** start **
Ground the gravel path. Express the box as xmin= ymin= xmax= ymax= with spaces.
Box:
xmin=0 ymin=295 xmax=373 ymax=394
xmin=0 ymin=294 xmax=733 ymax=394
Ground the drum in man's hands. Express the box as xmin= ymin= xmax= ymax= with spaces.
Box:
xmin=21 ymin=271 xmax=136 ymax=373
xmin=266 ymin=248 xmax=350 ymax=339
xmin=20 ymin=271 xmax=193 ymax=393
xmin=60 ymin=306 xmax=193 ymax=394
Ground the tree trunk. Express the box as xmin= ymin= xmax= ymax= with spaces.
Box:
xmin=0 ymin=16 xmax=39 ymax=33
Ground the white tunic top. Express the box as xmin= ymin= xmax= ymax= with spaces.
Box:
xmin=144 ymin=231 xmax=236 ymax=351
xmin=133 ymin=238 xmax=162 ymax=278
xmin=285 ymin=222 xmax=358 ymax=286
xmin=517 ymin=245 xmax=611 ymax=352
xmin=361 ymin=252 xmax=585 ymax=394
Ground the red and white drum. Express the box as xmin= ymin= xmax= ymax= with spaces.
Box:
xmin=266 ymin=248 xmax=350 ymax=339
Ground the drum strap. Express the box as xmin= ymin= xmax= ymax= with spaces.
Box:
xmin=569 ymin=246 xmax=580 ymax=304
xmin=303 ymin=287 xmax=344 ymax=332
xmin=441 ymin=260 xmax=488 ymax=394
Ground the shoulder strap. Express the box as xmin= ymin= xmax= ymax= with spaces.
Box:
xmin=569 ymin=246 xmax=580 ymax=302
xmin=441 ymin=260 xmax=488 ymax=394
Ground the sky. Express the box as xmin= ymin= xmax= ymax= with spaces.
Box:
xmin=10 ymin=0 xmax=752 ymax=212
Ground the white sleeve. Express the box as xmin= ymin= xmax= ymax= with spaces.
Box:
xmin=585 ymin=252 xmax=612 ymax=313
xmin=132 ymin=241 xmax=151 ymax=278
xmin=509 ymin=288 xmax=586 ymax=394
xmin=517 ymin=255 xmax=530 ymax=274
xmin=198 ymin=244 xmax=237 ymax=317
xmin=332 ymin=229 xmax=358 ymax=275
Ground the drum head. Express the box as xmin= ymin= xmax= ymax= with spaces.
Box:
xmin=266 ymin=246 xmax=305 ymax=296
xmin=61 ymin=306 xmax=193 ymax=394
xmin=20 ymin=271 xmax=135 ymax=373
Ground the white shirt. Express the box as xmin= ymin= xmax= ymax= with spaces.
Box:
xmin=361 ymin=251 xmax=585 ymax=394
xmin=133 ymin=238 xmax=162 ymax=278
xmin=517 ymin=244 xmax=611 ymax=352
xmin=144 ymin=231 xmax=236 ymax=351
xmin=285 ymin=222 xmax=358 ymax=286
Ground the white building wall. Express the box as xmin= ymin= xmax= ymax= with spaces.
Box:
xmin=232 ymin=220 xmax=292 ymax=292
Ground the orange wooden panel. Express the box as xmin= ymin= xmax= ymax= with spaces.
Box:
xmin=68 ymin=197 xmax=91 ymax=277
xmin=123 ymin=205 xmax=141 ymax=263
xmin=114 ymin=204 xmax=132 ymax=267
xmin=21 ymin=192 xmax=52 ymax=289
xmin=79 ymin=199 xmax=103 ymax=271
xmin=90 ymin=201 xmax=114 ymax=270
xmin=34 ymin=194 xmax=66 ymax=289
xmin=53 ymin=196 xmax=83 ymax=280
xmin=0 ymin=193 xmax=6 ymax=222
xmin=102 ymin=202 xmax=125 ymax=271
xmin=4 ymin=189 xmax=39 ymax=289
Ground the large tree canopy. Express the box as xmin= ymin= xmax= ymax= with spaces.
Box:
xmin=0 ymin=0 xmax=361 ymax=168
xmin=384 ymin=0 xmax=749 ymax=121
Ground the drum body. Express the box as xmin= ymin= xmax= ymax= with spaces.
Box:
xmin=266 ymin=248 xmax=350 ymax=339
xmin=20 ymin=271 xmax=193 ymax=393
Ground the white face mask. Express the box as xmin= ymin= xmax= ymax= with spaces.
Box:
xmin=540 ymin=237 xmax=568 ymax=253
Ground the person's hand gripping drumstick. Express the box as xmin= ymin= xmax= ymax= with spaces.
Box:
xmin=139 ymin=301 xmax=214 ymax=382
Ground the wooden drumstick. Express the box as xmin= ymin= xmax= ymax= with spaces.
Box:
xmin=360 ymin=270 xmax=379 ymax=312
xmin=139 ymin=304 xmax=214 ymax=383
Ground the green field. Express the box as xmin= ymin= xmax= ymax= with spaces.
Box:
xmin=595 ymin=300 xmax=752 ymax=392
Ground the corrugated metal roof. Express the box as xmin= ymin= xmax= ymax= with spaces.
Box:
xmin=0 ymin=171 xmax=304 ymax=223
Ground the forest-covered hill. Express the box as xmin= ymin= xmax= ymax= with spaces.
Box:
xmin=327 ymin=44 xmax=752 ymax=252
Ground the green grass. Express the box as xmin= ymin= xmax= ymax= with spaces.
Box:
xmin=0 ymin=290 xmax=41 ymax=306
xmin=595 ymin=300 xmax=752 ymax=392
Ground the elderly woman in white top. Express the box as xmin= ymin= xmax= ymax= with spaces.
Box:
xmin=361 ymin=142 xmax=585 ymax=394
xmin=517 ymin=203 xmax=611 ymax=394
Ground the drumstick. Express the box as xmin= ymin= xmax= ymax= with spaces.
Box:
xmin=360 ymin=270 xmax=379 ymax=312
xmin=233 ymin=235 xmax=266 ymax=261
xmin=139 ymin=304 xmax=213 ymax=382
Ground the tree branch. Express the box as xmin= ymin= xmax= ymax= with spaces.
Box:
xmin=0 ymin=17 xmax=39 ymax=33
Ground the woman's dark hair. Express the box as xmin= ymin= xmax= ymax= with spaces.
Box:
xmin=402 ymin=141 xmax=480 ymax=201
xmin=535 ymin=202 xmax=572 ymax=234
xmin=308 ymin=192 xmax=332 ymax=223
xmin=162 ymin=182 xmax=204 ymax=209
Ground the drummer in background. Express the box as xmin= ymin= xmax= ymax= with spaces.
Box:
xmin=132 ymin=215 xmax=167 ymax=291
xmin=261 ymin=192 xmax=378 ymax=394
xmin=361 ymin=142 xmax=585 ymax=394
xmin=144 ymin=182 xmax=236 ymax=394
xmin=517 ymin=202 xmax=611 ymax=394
** end **
**Task description:** Rewrite the listing above, replacing "with spaces" with "separated by single spaces" wherever it appears and leaving everything else the same.

**Full solution:**
Ground the gravel path. Express the box as xmin= ymin= xmax= ymax= separated by single spaces.
Box:
xmin=0 ymin=295 xmax=373 ymax=394
xmin=0 ymin=294 xmax=733 ymax=394
Ground the drum in man's hands. Express the box as xmin= ymin= xmax= ymax= separated by single spaces.
Box:
xmin=21 ymin=271 xmax=136 ymax=373
xmin=266 ymin=248 xmax=350 ymax=339
xmin=20 ymin=271 xmax=193 ymax=393
xmin=60 ymin=306 xmax=193 ymax=394
Ground the tree trunk. Express the box as xmin= ymin= xmax= ymax= separated by single spaces.
Box:
xmin=0 ymin=16 xmax=39 ymax=33
Ground the white tunic top. Express the box as xmin= ymin= xmax= ymax= separated by single spaces.
Box:
xmin=144 ymin=231 xmax=236 ymax=351
xmin=133 ymin=238 xmax=162 ymax=278
xmin=285 ymin=222 xmax=358 ymax=286
xmin=517 ymin=245 xmax=611 ymax=352
xmin=361 ymin=252 xmax=585 ymax=394
Ground the red and white drum. Express the box as xmin= ymin= xmax= ymax= separated by single spaces.
Box:
xmin=266 ymin=248 xmax=350 ymax=339
Ground the drum strap. Express the box as xmin= ymin= xmax= ymax= separated by single spaces.
Box:
xmin=569 ymin=246 xmax=580 ymax=304
xmin=303 ymin=287 xmax=344 ymax=332
xmin=441 ymin=260 xmax=488 ymax=394
Ground the shoulder strap. Express the box as xmin= ymin= xmax= ymax= separated by single spaces.
Box:
xmin=569 ymin=246 xmax=580 ymax=302
xmin=441 ymin=260 xmax=488 ymax=394
Ground the sky. Express the box as xmin= ymin= xmax= ymax= separated by single spaces.
Box:
xmin=10 ymin=0 xmax=752 ymax=212
Ground the white sleeve. Express the box as xmin= ymin= xmax= ymax= separated by single spaces.
Box:
xmin=585 ymin=252 xmax=612 ymax=313
xmin=132 ymin=241 xmax=151 ymax=278
xmin=509 ymin=288 xmax=586 ymax=394
xmin=517 ymin=255 xmax=530 ymax=274
xmin=198 ymin=244 xmax=237 ymax=317
xmin=332 ymin=229 xmax=358 ymax=275
Ground the drum head. Express the box as xmin= ymin= xmax= ymax= separated by single spaces.
Box:
xmin=266 ymin=246 xmax=305 ymax=296
xmin=61 ymin=306 xmax=193 ymax=394
xmin=20 ymin=271 xmax=135 ymax=373
Ground the white shirt. Express the box as xmin= ymin= xmax= ymax= separated by single spaces.
Box:
xmin=361 ymin=251 xmax=585 ymax=394
xmin=133 ymin=238 xmax=162 ymax=278
xmin=517 ymin=244 xmax=611 ymax=352
xmin=144 ymin=231 xmax=236 ymax=351
xmin=285 ymin=222 xmax=358 ymax=286
Ground the white building wall. Express the box as xmin= ymin= xmax= ymax= separated by single spaces.
Box:
xmin=232 ymin=220 xmax=292 ymax=292
Ground the orange wooden panel. Express the box as xmin= ymin= xmax= ymax= separated by single spaces.
Box:
xmin=68 ymin=197 xmax=91 ymax=277
xmin=123 ymin=205 xmax=141 ymax=263
xmin=114 ymin=204 xmax=132 ymax=267
xmin=21 ymin=192 xmax=52 ymax=289
xmin=79 ymin=199 xmax=103 ymax=271
xmin=90 ymin=201 xmax=114 ymax=270
xmin=34 ymin=194 xmax=66 ymax=289
xmin=53 ymin=196 xmax=83 ymax=280
xmin=0 ymin=193 xmax=6 ymax=222
xmin=102 ymin=202 xmax=125 ymax=271
xmin=4 ymin=189 xmax=39 ymax=289
Ground the large tree canopy. Express the box as xmin= ymin= xmax= ymax= separated by single spaces.
Box:
xmin=0 ymin=0 xmax=361 ymax=168
xmin=384 ymin=0 xmax=749 ymax=121
Ground the drum body. Express the box as xmin= ymin= xmax= ymax= separated by single spaces.
Box:
xmin=266 ymin=248 xmax=350 ymax=339
xmin=20 ymin=271 xmax=193 ymax=393
Ground the white face mask. Express the box as xmin= ymin= xmax= ymax= separated by single spaces.
Box:
xmin=540 ymin=237 xmax=568 ymax=253
Ground the person's hand gripping drumstick. Express the box as xmin= ymin= xmax= ymax= separated by single spaces.
Box:
xmin=139 ymin=301 xmax=214 ymax=382
Ground the wooden drumstick. Express the box as xmin= ymin= xmax= ymax= separated by single spaces.
Box:
xmin=360 ymin=270 xmax=379 ymax=312
xmin=139 ymin=304 xmax=214 ymax=383
Ground the green field. Express the box as xmin= ymin= xmax= ymax= separated by single spaces.
Box:
xmin=595 ymin=300 xmax=752 ymax=392
Ground the corrugated metal roof. Express the box as xmin= ymin= xmax= ymax= separated by single spaces.
Box:
xmin=0 ymin=171 xmax=304 ymax=223
Ground the forest-covered hill. Express the box as xmin= ymin= xmax= ymax= separated by single spaces.
Box:
xmin=327 ymin=44 xmax=752 ymax=252
Ground the green grass. Express the box as xmin= ymin= xmax= ymax= separated by single spaces.
Box:
xmin=0 ymin=290 xmax=41 ymax=306
xmin=595 ymin=300 xmax=752 ymax=392
Ground the elderly woman in white top. Express the box as xmin= ymin= xmax= ymax= separated by single spaces.
Box:
xmin=361 ymin=142 xmax=585 ymax=394
xmin=517 ymin=203 xmax=611 ymax=394
Ground the drumstick. Express the box as xmin= ymin= xmax= ymax= separated by single spaces.
Box:
xmin=360 ymin=270 xmax=379 ymax=312
xmin=233 ymin=235 xmax=266 ymax=261
xmin=139 ymin=304 xmax=213 ymax=382
Ground the tree branch. Express the box as xmin= ymin= xmax= ymax= separated by single spaces.
Box:
xmin=0 ymin=17 xmax=39 ymax=33
Ground the woman's dark hair. Express the box as xmin= ymin= xmax= ymax= separated by single spaces.
Box:
xmin=402 ymin=141 xmax=480 ymax=201
xmin=535 ymin=202 xmax=572 ymax=234
xmin=308 ymin=192 xmax=332 ymax=223
xmin=162 ymin=182 xmax=204 ymax=209
Ground the drummer in background. Express the box as xmin= ymin= xmax= ymax= separated by single spaces.
Box:
xmin=132 ymin=215 xmax=167 ymax=291
xmin=261 ymin=192 xmax=378 ymax=394
xmin=361 ymin=142 xmax=585 ymax=394
xmin=144 ymin=182 xmax=236 ymax=394
xmin=517 ymin=202 xmax=611 ymax=394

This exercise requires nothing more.